INPUT MATERIAL Block Start

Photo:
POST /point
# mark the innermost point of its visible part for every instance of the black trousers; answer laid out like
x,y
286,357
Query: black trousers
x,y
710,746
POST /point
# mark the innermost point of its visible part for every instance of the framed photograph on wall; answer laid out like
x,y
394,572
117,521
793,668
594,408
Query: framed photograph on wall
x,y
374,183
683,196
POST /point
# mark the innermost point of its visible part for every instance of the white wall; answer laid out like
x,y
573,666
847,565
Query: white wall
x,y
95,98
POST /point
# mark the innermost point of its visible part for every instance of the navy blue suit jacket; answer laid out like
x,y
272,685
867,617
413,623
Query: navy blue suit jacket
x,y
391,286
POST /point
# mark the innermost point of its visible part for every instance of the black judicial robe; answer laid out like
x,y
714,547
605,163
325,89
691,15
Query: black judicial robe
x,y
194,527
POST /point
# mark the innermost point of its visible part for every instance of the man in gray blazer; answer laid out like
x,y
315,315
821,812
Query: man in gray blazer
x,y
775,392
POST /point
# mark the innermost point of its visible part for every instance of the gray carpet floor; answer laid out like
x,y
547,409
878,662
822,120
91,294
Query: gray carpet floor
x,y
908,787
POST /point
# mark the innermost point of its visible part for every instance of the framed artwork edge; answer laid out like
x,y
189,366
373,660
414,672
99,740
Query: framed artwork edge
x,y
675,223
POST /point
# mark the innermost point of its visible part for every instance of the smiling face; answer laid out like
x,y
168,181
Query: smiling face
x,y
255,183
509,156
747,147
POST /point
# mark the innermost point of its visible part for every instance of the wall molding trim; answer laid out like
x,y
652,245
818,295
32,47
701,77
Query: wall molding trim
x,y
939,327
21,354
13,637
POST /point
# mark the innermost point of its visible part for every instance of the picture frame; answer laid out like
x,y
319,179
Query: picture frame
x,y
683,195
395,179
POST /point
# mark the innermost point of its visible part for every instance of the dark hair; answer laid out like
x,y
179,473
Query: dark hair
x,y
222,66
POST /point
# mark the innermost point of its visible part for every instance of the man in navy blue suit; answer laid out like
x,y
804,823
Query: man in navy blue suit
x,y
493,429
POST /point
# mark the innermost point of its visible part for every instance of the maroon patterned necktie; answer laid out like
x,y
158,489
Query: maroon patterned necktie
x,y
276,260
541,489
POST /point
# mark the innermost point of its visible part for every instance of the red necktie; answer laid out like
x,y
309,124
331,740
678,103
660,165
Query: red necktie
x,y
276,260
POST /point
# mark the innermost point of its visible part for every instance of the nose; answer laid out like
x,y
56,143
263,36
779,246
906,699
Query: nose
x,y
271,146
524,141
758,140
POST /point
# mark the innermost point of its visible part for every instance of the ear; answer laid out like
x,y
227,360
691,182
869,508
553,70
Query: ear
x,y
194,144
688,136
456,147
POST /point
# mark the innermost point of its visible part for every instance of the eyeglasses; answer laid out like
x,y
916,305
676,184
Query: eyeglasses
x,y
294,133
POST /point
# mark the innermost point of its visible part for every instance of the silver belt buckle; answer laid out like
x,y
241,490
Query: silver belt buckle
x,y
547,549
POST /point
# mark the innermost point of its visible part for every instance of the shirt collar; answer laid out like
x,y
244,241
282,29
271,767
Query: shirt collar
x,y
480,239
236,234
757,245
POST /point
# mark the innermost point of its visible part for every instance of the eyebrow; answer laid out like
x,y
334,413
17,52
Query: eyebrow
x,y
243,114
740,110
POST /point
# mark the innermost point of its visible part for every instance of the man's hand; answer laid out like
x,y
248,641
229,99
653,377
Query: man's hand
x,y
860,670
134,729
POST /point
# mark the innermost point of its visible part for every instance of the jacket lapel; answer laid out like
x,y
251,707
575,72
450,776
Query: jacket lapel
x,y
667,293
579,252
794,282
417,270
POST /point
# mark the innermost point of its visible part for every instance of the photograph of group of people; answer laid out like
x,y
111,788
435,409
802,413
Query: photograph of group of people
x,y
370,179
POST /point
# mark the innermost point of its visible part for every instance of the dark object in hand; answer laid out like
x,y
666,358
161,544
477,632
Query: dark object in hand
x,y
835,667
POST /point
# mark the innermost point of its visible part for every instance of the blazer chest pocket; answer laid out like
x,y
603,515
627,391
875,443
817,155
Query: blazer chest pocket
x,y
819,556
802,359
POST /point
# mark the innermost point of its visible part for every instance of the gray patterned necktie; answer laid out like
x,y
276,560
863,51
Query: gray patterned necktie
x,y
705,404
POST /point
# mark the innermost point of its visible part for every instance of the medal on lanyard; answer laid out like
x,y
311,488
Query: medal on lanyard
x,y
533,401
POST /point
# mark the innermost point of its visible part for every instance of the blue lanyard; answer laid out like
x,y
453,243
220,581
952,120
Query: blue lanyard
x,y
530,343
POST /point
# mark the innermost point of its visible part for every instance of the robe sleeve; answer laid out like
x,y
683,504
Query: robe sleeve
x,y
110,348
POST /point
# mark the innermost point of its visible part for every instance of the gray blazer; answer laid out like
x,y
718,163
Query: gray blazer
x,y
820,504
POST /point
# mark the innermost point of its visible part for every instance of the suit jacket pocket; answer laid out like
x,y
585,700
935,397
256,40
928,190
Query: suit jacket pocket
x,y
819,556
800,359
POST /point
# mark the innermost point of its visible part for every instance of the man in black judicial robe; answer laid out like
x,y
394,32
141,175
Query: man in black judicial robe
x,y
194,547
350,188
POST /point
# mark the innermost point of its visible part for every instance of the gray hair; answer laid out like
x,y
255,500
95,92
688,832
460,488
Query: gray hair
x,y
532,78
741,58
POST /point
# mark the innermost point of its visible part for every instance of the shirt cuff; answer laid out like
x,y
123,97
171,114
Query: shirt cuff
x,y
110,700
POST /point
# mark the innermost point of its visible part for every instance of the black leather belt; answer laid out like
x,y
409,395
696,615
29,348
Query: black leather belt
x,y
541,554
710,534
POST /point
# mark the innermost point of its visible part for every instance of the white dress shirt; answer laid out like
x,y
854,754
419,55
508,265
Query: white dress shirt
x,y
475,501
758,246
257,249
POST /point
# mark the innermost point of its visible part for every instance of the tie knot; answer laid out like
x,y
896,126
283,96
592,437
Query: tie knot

INPUT MATERIAL Block End

_EXERCISE REQUIREMENTS_. Repeat back the listing above exactly, including every line.

_ANSWER TO THIS TASK_.
Photo:
POST /point
# mark the innermost point of its visible part for every instance of the black trousers; answer laid out like
x,y
286,357
Query: black trousers
x,y
710,746
POST /point
# mark the innermost point of its visible part for every instance of the framed photograph on wall; answer laid out like
x,y
394,572
117,521
793,668
594,408
Query: framed photograph on wall
x,y
374,183
683,196
POST /point
# mark the innermost point of its visible part for every instance of the white wall; answer laid out like
x,y
573,666
847,565
Query: white wall
x,y
95,98
POST /point
# mark the innermost point of its visible part for every instance of the navy blue suit jacket; answer laid out like
x,y
272,685
867,617
413,623
Query: navy blue suit jacket
x,y
391,286
POST /point
# mark the innermost point of its visible part for every instance of the black judicial robe; answer laid out like
x,y
714,547
605,163
325,89
691,15
Query: black judicial robe
x,y
194,527
POST /point
# mark the innermost point of its visible part for every instance of the man in gray blazer; answer laid out like
x,y
315,315
821,812
Query: man in gray blazer
x,y
775,392
POST /point
# mark the innermost point of its visible part for every instance of the gray carpet floor; answer laid out like
x,y
547,409
878,662
822,120
91,294
Query: gray carpet floor
x,y
908,787
POST /point
# mark the innermost point of its visible part for every instance of the framed artwork edge; answer laid out like
x,y
189,366
373,660
414,672
99,740
Query: framed artwork edge
x,y
675,223
POST /point
# mark the innermost point of its visible part for every instance of the smiling face; answer laid out like
x,y
168,181
Query: smiling face
x,y
255,183
509,156
747,147
POST /point
# mark the innermost point of its visible part for every instance of the wall molding trim; answer laid out like
x,y
652,245
818,295
32,47
701,77
Query: wall molding trim
x,y
939,327
21,354
13,637
POST /point
# mark the innermost point of its visible part for every instance of the picture frame; answer laid out like
x,y
319,179
Query: picture frame
x,y
683,195
395,179
POST /point
# mark the innermost point of its visible part for every instance of the dark hair; answer laid out like
x,y
179,473
Query: dark hair
x,y
222,66
POST /point
# mark the innermost point of its visible part for every instance of the man in navy blue suit; answer laid out like
x,y
804,823
Query: man in navy blue suit
x,y
493,429
POST /point
# mark the innermost point of its visible part for every instance of the maroon patterned necktie; answer laid out like
x,y
158,489
Query: maroon patterned necktie
x,y
276,260
541,489
POST /point
# mark the innermost point of its visible part for every instance of the red necktie; answer laid out like
x,y
309,124
331,740
678,103
660,165
Query: red necktie
x,y
276,260
POST /point
# mark the innermost point of its visible part for every instance of the nose; answer laid out like
x,y
56,143
263,36
779,246
906,699
Query: nose
x,y
271,146
524,141
758,140
POST /point
# mark the innermost point of its visible part for every instance of the ear; answer laid out like
x,y
227,360
691,182
869,508
553,70
Query: ear
x,y
194,144
688,136
456,147
POST /point
# mark the innermost point of its visible part for every instance of the eyeglasses; answer laid out like
x,y
916,305
676,184
Query: eyeglasses
x,y
294,133
POST /point
# mark the innermost point of its visible part for every instance of the silver belt buckle; answer laid out like
x,y
241,490
Query: silver belt buckle
x,y
547,549
POST /point
# mark the innermost point of its visible part for every instance of the shirt collar; answer laid out like
x,y
244,241
282,29
271,767
Query: shirt collar
x,y
480,239
236,234
757,245
POST /point
# mark the innermost point of its visible part for every instance of the eyebrow; answer laid out like
x,y
334,413
17,52
Query: eyebrow
x,y
243,114
740,110
POST /point
# mark the innermost point of its visible part for every instance of the man's hand; answer laid out like
x,y
248,641
229,99
653,377
Query: man's hand
x,y
860,670
134,729
POST /point
# mark the innermost point of its visible part for every instance of the jacket lapel; answer laid out like
x,y
251,707
575,72
450,776
Query: jacket lapel
x,y
667,293
579,252
794,282
417,270
POST /point
# mark the innermost point of its visible part for every instance of the photograph of group of people; answer laid out like
x,y
111,788
435,409
802,413
Query: photograph of group of people
x,y
370,179
POST /point
# mark the innermost point of its visible part for every instance of the dark object in hand; answer laid out like
x,y
666,358
161,544
477,632
Query: dark object in hand
x,y
835,667
POST /point
# mark the innermost point of its visible part for every instance of the blazer chest pocket; answer laid out like
x,y
603,515
627,391
875,443
817,155
Query: blazer chest pocket
x,y
819,556
802,359
POST /point
# mark the innermost point of its visible part for every instance of the gray patterned necktie; answer laid out like
x,y
276,560
863,51
Query: gray patterned necktie
x,y
705,404
POST /point
# mark the innermost point of its visible part for every instance of the medal on lanyard; answer laid out like
x,y
311,488
Query: medal on lanyard
x,y
533,401
POST /point
# mark the innermost point of its visible part for every instance of the blue lanyard; answer laid out like
x,y
453,243
220,581
952,120
Query: blue lanyard
x,y
530,343
POST /point
# mark the innermost point of its visible part for every instance of the robe sleeve; answer laid out like
x,y
683,504
Query: robe sleeve
x,y
110,348
POST /point
# mark the innermost point of its visible part for every instance of the gray blazer; answer laid out like
x,y
718,163
Query: gray blazer
x,y
820,504
POST /point
# mark the innermost point of its visible part for every instance of the suit jacket pocket; answer laid out like
x,y
585,700
935,397
256,40
928,190
Query: suit jacket pocket
x,y
819,556
800,359
POST /point
# mark the innermost point of its visible part for every instance of the man in black judicial robe; answer laid out like
x,y
394,32
141,175
Query: man in black judicial robe
x,y
194,547
350,188
POST /point
# mark the innermost point of its visible part for every instance of the gray hair; answer laid out like
x,y
255,500
95,92
688,832
460,488
Query: gray hair
x,y
532,78
741,58
POST /point
# mark the innermost point of its visible part for every instance of the shirt cuff; answer laid out like
x,y
123,97
171,114
Query: shirt cuff
x,y
110,700
POST /point
# mark the innermost point of its visible part for every instance of the black leather belt; answer laid out like
x,y
409,395
696,615
29,348
Query: black leather belt
x,y
541,554
710,534
POST /point
# mark the innermost point of its visible part for every instance of the white dress shirt; answer laid out like
x,y
854,754
419,55
508,265
Query: white dress shirt
x,y
475,501
758,246
257,249
POST /point
# mark the innermost point of its visible part for every instance of the tie knot; answer laid out like
x,y
896,126
283,96
592,437
Query: tie knot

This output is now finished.